*Task item*
Print the data that follows, exactly and completely.

Referring expression pointing data:
»»

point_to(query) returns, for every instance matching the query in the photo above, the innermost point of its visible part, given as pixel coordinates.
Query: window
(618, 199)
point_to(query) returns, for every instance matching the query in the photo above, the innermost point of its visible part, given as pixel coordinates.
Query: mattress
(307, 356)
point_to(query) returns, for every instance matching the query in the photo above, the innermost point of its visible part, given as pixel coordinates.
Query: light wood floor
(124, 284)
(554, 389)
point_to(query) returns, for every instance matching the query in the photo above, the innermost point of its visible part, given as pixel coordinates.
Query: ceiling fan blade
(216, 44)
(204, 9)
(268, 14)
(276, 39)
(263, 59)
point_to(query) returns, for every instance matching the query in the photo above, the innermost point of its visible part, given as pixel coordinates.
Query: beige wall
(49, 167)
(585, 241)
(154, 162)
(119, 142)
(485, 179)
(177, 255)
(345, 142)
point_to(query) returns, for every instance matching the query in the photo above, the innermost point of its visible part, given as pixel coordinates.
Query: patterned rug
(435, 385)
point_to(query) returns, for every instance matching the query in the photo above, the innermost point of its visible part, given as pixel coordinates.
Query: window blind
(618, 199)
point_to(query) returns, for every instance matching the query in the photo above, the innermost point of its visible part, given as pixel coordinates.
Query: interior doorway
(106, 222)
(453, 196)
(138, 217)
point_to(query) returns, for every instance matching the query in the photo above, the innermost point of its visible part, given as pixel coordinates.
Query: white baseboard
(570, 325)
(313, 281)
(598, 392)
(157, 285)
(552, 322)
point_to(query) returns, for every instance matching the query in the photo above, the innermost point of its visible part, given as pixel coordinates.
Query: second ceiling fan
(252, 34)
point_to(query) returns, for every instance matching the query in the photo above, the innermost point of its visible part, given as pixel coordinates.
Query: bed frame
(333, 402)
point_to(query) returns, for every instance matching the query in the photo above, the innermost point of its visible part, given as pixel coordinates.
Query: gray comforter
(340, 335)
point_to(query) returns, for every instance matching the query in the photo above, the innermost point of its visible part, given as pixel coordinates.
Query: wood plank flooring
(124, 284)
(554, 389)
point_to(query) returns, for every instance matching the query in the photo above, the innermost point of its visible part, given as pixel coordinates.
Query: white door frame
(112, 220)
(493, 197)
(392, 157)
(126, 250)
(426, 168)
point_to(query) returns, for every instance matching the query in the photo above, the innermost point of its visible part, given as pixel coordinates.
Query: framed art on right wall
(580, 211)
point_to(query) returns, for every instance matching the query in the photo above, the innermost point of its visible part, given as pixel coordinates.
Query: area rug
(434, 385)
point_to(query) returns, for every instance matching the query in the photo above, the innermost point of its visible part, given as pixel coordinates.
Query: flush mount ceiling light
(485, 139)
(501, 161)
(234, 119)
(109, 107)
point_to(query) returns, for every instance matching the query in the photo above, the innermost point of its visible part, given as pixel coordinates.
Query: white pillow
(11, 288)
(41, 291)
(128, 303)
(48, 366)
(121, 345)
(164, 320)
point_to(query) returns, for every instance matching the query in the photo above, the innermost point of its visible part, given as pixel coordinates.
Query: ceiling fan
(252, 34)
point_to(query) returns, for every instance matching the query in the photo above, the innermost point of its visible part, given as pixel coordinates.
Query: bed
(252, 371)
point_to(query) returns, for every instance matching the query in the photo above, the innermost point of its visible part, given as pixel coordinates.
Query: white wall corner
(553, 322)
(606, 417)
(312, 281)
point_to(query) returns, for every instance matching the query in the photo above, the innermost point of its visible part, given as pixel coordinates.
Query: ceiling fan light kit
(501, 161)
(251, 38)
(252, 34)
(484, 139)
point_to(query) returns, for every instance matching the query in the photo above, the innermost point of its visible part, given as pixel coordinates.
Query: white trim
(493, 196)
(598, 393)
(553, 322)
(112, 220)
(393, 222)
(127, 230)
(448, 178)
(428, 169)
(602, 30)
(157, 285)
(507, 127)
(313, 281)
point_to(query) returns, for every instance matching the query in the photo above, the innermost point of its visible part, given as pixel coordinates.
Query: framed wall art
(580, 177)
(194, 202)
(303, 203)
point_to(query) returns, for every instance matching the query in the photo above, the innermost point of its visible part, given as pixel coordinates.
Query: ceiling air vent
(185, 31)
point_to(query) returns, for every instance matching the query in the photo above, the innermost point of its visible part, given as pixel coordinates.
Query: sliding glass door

««

*Task response*
point_to(query) returns, for every instance matching the query in the photo above, the innermost point of its visible part, given as pixel coordinates.
Query: window
(618, 199)
point_to(query) returns, for every instance matching the query in the photo above, the innermost point of its visible part, given as pixel coordinates.
Query: mattress
(307, 356)
point_to(query) returns, for every instance matching the query in the photo above, the innermost point of its visible part, given as pixel coordinates.
Query: light wood floor
(124, 284)
(554, 389)
point_to(query) returns, for every instance matching the query in the photo above, the innermost point of its visible part, given as pixel coordinates.
Query: ceiling fan blade
(216, 44)
(204, 9)
(268, 14)
(276, 39)
(263, 59)
point_to(query) returns, for every instance matching the query in the photo above, the innermost point of its visible part, given as pixel coordinates.
Query: beige wall
(49, 167)
(585, 241)
(154, 162)
(119, 142)
(485, 179)
(177, 255)
(345, 142)
point_to(query) returns, for every instance matching the query in the photo above, the innermost point of its visible part, given as pixel coordinates.
Query: patterned rug
(435, 385)
point_to(query) returns, for every instance matching the query in the photo above, the innermost point of its visible part, given as pixel coordinates.
Query: window blind
(618, 199)
point_to(query) returns, for every instance matching the query in the photo above, the innermost point of its visible part, given as pixel coordinates.
Query: interior doorway
(106, 222)
(453, 196)
(138, 217)
point_to(query) returns, for every instance matching the query in the photo above, the innermost point of its visible part, given as pixel coordinates.
Query: white baseboard
(570, 325)
(313, 281)
(598, 392)
(157, 285)
(552, 322)
point_to(query) returns, for every instance matching the query in the photo above, the innermost point of its visible part, given as pixel coordinates.
Query: second ceiling fan
(252, 34)
point_to(query) returns, for every instance matching the query in the photo above, the innermost point of its visible part, given as pixel coordinates.
Query: bed frame
(333, 402)
point_to(query) returns, for every instance matching the query in the photo above, the innermost point of its visible part, given as pixel coordinates.
Query: gray comforter
(340, 335)
point_to(query) returns, for every instance matching the query in the photo above, the innermost point of its visible part, given as pixel coordinates.
Query: wood plank flooring
(124, 284)
(554, 389)
point_to(query) returns, for every instance matching the query in the photo above, the innermost point of its visible part, given as pixel coordinates.
Query: white door frame
(112, 220)
(493, 197)
(392, 157)
(126, 250)
(426, 168)
point_to(query) returns, for every instance matching the query in the photo above, the innermost point of its visible part, given as pixel coordinates.
Query: framed art on right wall
(580, 211)
point_to(query) returns, for every instance matching the query in the photo above, the innermost point of its visible part, given as pixel coordinates.
Query: area rug
(434, 385)
point_to(query) returns, for every instance matching the query in the photo above, the innermost point of its visible part, given as pixel coordinates.
Query: flush mount ceiling light
(485, 139)
(501, 161)
(234, 119)
(109, 107)
point_to(query) returns, for every instance matching the query in the photo above, the innermost point of its visible part, given as pixel coordinates.
Query: white pillow
(11, 288)
(41, 291)
(128, 303)
(48, 366)
(121, 345)
(164, 320)
point_to(query) returns, for every instance matching the query in the photo above, the innermost point of its visible part, given as pixel coordinates.
Query: ceiling fan
(252, 34)
point_to(query) returns, for every instance matching the query in the photo above, the innermost point of its visible part, given as pixel coordinates.
Query: bed
(252, 371)
point_to(query) returns, for every instance matching the query in the photo above, the innermost point of its visible part, given as pixel coordinates.
Query: white wall corner
(553, 322)
(606, 417)
(312, 281)
point_to(query) returns, for every instance matching the query in the photo above, the innermost point of its visible part, given as pixel coordinates.
Query: ceiling fan light kit
(501, 161)
(251, 38)
(252, 34)
(484, 139)
point_to(query) returns, for every instance matching the query in the photo above, the innermost point of its visible part, given as pixel coordinates.
Query: white trim
(493, 196)
(598, 393)
(553, 322)
(112, 220)
(393, 222)
(127, 230)
(448, 178)
(428, 169)
(602, 30)
(157, 285)
(507, 127)
(313, 281)
point_to(query) returns, for every instance matching the query in the photo above, the innermost point of its visible part, given as pixel coordinates.
Query: framed wall art
(580, 177)
(194, 202)
(303, 203)
point_to(query) returns, for every instance matching the query in the photo above, the innermost point of its visible part, given as pixel coordinates.
Query: ceiling air vent
(185, 31)
point_to(query) returns, for every instance matching the query in the photo above, the innermost point of its visible part, given as pixel coordinates.
Query: sliding glass door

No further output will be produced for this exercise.